* [Problem to solve]: Across the records below, how many lines include the string "light"? State the number and nothing more.

--------------------------------------------------

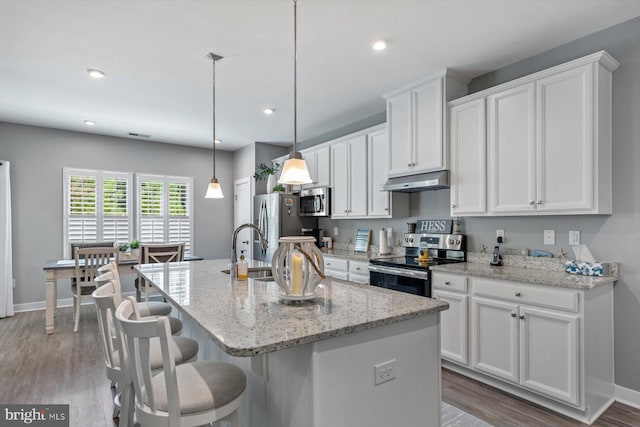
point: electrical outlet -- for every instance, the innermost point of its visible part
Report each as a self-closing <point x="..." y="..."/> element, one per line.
<point x="574" y="237"/>
<point x="385" y="371"/>
<point x="549" y="237"/>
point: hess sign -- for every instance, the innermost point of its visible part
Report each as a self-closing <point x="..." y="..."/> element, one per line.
<point x="434" y="226"/>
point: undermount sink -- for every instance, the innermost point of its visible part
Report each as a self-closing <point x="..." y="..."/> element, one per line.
<point x="263" y="273"/>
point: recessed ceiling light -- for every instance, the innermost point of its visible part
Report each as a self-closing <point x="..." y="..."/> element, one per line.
<point x="379" y="45"/>
<point x="96" y="74"/>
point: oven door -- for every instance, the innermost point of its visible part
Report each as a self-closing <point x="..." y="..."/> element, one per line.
<point x="401" y="279"/>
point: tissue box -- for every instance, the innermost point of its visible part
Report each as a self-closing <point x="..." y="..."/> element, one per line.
<point x="584" y="268"/>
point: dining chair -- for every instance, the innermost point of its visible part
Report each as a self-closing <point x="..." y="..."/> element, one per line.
<point x="110" y="273"/>
<point x="190" y="394"/>
<point x="151" y="253"/>
<point x="87" y="262"/>
<point x="184" y="350"/>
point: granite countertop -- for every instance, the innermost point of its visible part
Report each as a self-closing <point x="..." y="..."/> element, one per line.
<point x="246" y="318"/>
<point x="522" y="273"/>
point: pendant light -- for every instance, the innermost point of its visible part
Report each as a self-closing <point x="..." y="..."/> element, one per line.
<point x="214" y="191"/>
<point x="295" y="169"/>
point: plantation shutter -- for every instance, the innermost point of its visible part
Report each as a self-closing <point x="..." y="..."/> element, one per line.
<point x="96" y="207"/>
<point x="165" y="210"/>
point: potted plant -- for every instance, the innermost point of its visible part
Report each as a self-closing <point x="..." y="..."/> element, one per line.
<point x="267" y="172"/>
<point x="135" y="248"/>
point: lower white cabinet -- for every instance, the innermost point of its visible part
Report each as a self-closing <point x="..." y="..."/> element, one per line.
<point x="550" y="345"/>
<point x="344" y="269"/>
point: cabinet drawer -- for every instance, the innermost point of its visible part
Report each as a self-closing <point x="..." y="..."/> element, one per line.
<point x="336" y="264"/>
<point x="359" y="268"/>
<point x="562" y="299"/>
<point x="450" y="282"/>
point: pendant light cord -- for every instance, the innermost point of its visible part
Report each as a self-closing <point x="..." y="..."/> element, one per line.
<point x="295" y="75"/>
<point x="213" y="59"/>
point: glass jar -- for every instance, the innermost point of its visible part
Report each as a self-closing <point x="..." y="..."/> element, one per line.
<point x="297" y="267"/>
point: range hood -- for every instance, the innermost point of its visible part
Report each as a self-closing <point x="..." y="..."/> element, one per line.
<point x="421" y="182"/>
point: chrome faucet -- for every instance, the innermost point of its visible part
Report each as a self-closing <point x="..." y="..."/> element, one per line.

--------------------------------------------------

* [Solution]: 3